== Segment start ==

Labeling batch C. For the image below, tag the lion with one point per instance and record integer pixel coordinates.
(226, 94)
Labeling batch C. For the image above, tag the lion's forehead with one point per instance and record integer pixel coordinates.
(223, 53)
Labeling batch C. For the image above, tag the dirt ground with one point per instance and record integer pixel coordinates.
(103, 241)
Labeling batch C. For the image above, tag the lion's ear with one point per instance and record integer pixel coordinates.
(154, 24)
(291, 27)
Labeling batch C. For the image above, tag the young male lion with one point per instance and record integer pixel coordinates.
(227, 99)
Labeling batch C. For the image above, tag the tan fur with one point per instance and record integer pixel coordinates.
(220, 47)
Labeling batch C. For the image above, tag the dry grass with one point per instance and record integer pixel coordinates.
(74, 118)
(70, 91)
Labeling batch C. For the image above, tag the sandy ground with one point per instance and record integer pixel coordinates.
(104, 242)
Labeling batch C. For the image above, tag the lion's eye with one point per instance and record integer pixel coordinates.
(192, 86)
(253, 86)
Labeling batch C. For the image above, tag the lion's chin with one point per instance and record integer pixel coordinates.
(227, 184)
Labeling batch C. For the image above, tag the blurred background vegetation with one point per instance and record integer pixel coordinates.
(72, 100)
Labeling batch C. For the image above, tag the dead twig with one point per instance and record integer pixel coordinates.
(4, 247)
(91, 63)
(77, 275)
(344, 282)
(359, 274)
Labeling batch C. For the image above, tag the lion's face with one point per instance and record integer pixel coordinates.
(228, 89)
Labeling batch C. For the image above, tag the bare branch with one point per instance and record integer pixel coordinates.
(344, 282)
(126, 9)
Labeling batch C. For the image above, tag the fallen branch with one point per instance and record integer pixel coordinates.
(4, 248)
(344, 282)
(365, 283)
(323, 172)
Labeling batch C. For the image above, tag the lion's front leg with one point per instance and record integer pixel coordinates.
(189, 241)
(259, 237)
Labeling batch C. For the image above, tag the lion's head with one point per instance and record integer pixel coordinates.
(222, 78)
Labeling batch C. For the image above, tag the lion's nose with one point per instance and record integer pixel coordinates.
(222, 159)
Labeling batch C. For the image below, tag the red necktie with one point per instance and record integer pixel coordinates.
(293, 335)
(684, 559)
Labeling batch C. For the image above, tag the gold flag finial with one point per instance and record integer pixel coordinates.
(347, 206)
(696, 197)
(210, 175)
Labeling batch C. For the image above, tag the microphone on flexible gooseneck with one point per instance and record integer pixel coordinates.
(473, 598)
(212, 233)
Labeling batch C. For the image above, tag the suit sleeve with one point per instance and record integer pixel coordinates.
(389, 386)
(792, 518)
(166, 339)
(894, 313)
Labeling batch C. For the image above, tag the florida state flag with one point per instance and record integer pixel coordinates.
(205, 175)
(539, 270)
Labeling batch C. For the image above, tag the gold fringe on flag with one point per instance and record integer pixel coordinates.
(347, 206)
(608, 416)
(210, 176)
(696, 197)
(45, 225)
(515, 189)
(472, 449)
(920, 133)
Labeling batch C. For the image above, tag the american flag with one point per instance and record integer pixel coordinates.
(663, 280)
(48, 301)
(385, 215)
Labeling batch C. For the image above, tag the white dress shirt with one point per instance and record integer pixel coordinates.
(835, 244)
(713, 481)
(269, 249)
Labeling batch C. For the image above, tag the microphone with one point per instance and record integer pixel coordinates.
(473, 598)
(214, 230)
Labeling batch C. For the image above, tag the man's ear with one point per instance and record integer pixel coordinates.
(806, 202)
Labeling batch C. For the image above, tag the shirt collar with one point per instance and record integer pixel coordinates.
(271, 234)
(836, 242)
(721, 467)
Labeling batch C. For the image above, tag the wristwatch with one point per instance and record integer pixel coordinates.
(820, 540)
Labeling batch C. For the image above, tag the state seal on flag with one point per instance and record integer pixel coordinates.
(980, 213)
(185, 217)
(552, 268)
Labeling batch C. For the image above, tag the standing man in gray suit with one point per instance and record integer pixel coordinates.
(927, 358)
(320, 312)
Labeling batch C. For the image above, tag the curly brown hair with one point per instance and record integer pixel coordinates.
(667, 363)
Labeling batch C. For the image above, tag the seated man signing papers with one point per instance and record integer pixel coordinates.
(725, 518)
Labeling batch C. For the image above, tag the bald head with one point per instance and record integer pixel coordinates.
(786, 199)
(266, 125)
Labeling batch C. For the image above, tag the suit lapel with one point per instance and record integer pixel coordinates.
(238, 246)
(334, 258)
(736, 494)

== Segment end ==

> Requirement
Repeat only the lines from the one holding "Labeling batch C. For the image above, tag the bald" through the last line of the data.

> Task response
Labeling batch C. For the image above, tag the bald head with one point per instance and record integer pixel coordinates.
(786, 199)
(266, 125)
Labeling batch C. For the image above, tag the suit lapel with one point per instance and record integer pixel coordinates.
(238, 246)
(334, 258)
(736, 494)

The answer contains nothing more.